Italian actor (1861–1923)

Dante Testa (24 August 1861 – 3 March 1923) was an Italian stage and film actor and theatre and film director whose career began in the 1880s.

==Biography==
Born in Turin, Dante Testa became one of great exponents of theatre in the Piedmontese language during the late 19th and early 20th-centuries. Initially working as a stage actor in a theatre company run by actor and playwright Teodoro Cuniberti and his wife Gemma Cuniberti, he also became a theatre manager. In the 1890s, he formed a company with playwright and actor Tancredi Milone, and formed another with Federico Bonelli, called the Compagnia Testa-Bonelli, in 1912. That year he also took over the management of the Teatro Rossini in Turin. In his later years he would open another theatre in Turin called the d'operetta Dante Testa.

During his stage career, Testa and his companies performed many works written by leading Piedmontese playwrights of the era, such as Federico Garelli, Mario Leoni, Nino Oxilia, Sandro Camasio and many others.

In 1910 he was hired Italian film pioneers Carlo Sciamengo and Giovanni Pastrone of Itala Film to begin work as an actor in the relatively new medium of motion pictures. He made his film debut at Itala Film in the 1910 short Sacrificata! (English: Sacrificed!). Among his more memorable roles at Itala was that of Karthalo, the High Priest of Carthage in the 1914 Pastrone directed epic Cabiria. At Itala, he would also direct two films; Padre (1912) and Lo scomparso (1913). Testa would work as an actor for other film companies such as Polidor Film and Ambrosio Film. His last film before his death was in the 1920 drama Terra, directed by his son Eugenio Testa.

==Death and legacy==
Dante Testa died in his hometown of Turin in 1923 at age 61. He was the father of actors Adriana and Eugenio Testa.

§ Tasks to complete
- a) In the biography of Dante Testa, which role did he play in the 1914 epic Cabiria?
- b) Name every film title that appears in the biography of Dante Testa.

§ Provided data
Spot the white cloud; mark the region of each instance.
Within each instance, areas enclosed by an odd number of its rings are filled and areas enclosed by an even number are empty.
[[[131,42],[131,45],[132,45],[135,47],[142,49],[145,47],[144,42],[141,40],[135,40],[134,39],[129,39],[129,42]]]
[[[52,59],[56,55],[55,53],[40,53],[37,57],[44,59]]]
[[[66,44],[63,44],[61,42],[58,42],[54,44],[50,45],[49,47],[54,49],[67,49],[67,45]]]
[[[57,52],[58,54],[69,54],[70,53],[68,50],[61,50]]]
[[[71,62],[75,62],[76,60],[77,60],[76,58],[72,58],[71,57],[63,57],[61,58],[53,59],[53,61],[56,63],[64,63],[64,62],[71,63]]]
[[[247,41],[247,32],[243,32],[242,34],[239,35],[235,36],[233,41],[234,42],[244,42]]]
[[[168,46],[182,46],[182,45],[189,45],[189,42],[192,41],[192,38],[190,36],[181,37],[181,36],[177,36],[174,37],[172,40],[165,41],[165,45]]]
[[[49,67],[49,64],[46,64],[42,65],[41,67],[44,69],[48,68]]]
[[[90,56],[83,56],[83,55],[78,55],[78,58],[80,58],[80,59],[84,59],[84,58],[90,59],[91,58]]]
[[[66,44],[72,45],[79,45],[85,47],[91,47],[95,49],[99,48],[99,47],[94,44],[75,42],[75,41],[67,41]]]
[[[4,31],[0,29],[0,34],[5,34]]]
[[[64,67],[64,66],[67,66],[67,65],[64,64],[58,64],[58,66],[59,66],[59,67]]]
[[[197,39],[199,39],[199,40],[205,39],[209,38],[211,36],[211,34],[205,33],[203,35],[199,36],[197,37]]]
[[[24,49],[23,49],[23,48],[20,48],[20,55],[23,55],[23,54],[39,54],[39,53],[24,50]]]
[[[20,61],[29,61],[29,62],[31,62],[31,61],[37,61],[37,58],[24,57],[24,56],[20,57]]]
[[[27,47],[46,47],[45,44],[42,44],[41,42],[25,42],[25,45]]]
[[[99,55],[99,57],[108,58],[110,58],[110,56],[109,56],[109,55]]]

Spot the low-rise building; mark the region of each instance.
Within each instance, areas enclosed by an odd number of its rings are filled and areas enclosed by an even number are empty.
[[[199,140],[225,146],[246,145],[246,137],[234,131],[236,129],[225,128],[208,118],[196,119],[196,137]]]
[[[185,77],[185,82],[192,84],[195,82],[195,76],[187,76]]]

§ Answers below
- a) Karthalo, the High Priest of Carthage.

- b) Sacrificata!, Cabiria, Padre, Lo scomparso, Terra